- _Your instructions_
Reproduce the lines below, replacing "keypoint" with "marker" wherever it appears and leaving all other text unchanged.

==== Rows ====

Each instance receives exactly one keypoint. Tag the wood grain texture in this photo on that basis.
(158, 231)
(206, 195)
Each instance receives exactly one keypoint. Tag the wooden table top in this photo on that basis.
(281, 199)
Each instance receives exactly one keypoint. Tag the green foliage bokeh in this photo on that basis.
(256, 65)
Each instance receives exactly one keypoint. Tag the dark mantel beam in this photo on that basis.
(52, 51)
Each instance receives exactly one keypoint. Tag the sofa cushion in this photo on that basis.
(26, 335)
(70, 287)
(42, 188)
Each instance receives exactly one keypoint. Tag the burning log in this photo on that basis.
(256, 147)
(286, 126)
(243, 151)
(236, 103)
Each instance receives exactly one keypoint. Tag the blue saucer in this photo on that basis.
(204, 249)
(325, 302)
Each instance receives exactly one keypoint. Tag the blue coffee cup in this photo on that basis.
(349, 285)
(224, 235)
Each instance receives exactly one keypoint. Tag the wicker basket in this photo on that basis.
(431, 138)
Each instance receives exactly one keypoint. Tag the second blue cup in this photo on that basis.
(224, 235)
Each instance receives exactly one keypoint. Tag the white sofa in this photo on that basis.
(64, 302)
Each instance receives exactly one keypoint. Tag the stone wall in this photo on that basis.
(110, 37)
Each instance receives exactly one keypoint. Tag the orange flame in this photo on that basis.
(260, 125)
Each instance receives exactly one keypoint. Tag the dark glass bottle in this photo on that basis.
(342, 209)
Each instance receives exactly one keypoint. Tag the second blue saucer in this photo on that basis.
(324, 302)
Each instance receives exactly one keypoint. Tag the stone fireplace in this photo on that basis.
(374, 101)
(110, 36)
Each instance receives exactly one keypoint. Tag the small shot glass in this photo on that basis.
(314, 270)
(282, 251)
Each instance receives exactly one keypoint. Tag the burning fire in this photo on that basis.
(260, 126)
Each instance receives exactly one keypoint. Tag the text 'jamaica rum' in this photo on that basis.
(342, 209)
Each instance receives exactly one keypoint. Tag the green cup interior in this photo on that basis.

====

- _Reply to the task_
Each instance receives exactly one marker. Tag the wood grain texture in this photo on that basis.
(158, 231)
(206, 195)
Each instance receives exactly one marker. Tag the wooden table top in this photo on that basis.
(281, 199)
Each instance receives exactly one marker. Tag the green foliage bokeh in this photo on that basis.
(256, 65)
Each instance receives exactly one marker. Tag the dark mantel beam in this photo on that basis.
(52, 51)
Each instance receives exactly one marker. Tag the sofa cushion in this photo on that basis.
(26, 335)
(70, 287)
(42, 188)
Each instance receives exactly one marker. Tag the burning log in this photo on that basis.
(256, 147)
(286, 126)
(243, 151)
(236, 103)
Each instance receives exactly one marker. Tag the blue saucer in this photo on that basis.
(204, 249)
(325, 302)
Each instance receives exactly one marker. Tag the blue coffee cup in this photo on that basis.
(349, 285)
(224, 235)
Each instance receives exactly one marker. Tag the wicker basket in this photo on that basis.
(431, 138)
Each instance receives exactly one marker. Tag the second blue cup in this photo on that basis.
(224, 235)
Each instance receives exactly one marker. Tag the white sofa in this photo on that basis.
(64, 302)
Each instance receives exactly one marker. Tag the stone wall in this photo on that basis.
(110, 37)
Each instance receives exactly one marker. Tag the orange flame in this photo on that basis.
(260, 125)
Each instance receives exactly one marker. Tag the dark glass bottle in this photo on that basis.
(342, 209)
Each instance receives exactly one marker. Tag the second blue saucer in this photo on that basis.
(324, 302)
Each instance receives exactly one marker. Tag the stone fireplace in this photo on that basis.
(374, 101)
(110, 36)
Each instance receives exactly one marker. Tag the small shot glass in this photo on that basis.
(314, 270)
(282, 251)
Each instance receives exactly one marker. Tag the burning fire in this photo on that basis.
(260, 126)
Each instance receives exactly one marker. Tag the text 'jamaica rum' in this photo on that basis.
(342, 209)
Each instance receives exactly one marker. Tag the green cup interior in this photo on that basis.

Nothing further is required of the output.